What is asked - Edit the data below by changing each "Overview" to "Summary" and leaving everything else untouched.

(Rows of box annotation data)
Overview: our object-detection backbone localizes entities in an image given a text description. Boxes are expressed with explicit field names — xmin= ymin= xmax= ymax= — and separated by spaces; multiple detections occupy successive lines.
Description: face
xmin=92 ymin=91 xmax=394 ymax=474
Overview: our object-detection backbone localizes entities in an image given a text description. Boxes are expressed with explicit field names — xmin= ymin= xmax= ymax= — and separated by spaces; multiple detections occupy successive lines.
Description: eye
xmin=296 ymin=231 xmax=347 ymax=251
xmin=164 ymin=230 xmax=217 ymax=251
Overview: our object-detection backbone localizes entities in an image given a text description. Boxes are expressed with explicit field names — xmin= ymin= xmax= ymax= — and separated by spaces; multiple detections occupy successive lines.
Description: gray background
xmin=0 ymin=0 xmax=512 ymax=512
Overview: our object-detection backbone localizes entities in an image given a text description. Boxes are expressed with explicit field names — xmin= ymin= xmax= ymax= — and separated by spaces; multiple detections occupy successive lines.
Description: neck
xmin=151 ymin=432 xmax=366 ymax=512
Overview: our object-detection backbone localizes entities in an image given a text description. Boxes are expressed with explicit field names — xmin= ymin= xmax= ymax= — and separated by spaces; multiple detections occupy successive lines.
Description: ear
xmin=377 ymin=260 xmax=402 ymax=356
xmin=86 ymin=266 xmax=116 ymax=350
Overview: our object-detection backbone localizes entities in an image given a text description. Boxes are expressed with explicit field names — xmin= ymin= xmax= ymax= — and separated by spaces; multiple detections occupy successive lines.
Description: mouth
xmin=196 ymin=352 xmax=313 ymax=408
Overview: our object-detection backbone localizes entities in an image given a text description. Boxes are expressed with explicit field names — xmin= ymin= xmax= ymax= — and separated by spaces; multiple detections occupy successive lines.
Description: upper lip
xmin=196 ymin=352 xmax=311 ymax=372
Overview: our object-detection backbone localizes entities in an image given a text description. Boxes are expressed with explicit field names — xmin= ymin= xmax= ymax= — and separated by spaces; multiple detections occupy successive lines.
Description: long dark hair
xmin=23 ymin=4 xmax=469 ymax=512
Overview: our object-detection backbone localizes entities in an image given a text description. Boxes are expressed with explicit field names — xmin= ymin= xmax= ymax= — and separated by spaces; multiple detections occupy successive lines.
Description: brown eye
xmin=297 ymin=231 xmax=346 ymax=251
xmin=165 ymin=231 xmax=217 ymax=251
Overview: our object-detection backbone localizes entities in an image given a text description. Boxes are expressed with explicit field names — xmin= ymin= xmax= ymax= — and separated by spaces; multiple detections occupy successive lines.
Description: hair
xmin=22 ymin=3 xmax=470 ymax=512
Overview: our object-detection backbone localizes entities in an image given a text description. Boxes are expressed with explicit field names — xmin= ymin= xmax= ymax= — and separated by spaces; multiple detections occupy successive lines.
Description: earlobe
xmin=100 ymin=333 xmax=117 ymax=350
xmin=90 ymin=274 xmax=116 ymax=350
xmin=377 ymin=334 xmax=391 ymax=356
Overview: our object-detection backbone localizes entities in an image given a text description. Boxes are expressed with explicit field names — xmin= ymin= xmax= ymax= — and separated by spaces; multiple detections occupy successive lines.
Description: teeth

Answer to this task -
Summary: our object-detection backbone localizes entities in an image given a text description. Boxes are expressed with explicit field names — xmin= ymin= xmax= ymax= — and separated by spaces; multiple detections occupy successive lines.
Description: face
xmin=92 ymin=91 xmax=394 ymax=474
Summary: our object-detection backbone localizes entities in an image given a text description. Boxes are expressed with explicit field names — xmin= ymin= xmax= ymax= — and separated by spaces; multiple detections occupy successive lines.
Description: eye
xmin=296 ymin=231 xmax=347 ymax=251
xmin=164 ymin=230 xmax=217 ymax=251
Summary: our object-detection backbone localizes entities in an image given a text description. Boxes are expressed with explicit field names — xmin= ymin= xmax= ymax= — and separated by spaces; multiple detections occupy successive lines.
Description: gray background
xmin=0 ymin=0 xmax=512 ymax=512
Summary: our object-detection backbone localizes entities in an image given a text description. Boxes are expressed with explicit field names — xmin= ymin= xmax= ymax= — and separated by spaces; multiple detections occupy successive lines.
Description: neck
xmin=151 ymin=432 xmax=366 ymax=512
Summary: our object-detection backbone localizes entities in an image given a text description. Boxes are expressed with explicit field names — xmin= ymin= xmax= ymax= — and separated by spaces; multiple detections occupy successive lines.
Description: ear
xmin=377 ymin=260 xmax=402 ymax=356
xmin=86 ymin=266 xmax=116 ymax=350
Summary: our object-detection backbone localizes entities in an image given a text description. Boxes are expressed with explicit field names — xmin= ymin= xmax= ymax= — and separated by spaces; multiple detections occupy successive lines.
Description: mouth
xmin=196 ymin=352 xmax=313 ymax=408
Summary: our object-detection backbone localizes entities in an image given a text description. Boxes are expressed with explicit field names — xmin= ymin= xmax= ymax= — and separated by spaces; multiple detections occupy successive lines.
Description: upper lip
xmin=196 ymin=352 xmax=311 ymax=372
Summary: our object-detection backbone localizes entities in an image given a text description. Boxes are expressed with explicit field names — xmin= ymin= xmax= ymax= — and separated by spaces; multiple detections occupy successive lines.
Description: long dark hair
xmin=23 ymin=4 xmax=469 ymax=512
Summary: our object-detection backbone localizes entities in an image given a text description. Boxes are expressed with explicit field names — xmin= ymin= xmax= ymax= — and separated by spaces; multiple detections occupy successive lines.
Description: brown eye
xmin=297 ymin=231 xmax=346 ymax=251
xmin=165 ymin=231 xmax=217 ymax=251
Summary: our object-detection backbone localizes entities in an image given a text description. Boxes are expressed with explicit field names — xmin= ymin= xmax= ymax= — and separated by spaces; multiple detections occupy successive lines.
Description: hair
xmin=22 ymin=3 xmax=470 ymax=512
Summary: our object-detection backbone localizes entities in an image given a text description. Boxes are expressed with explicit field names — xmin= ymin= xmax= ymax= — and separated by spaces; multiple detections occupy successive lines.
Description: earlobe
xmin=100 ymin=333 xmax=117 ymax=350
xmin=90 ymin=274 xmax=116 ymax=350
xmin=377 ymin=334 xmax=391 ymax=356
Summary: our object-detection backbone localizes entities in an image given a text description. Boxes are expressed with explicit field names — xmin= ymin= xmax= ymax= — and separated by spaces; multiple detections occupy successive lines.
Description: teeth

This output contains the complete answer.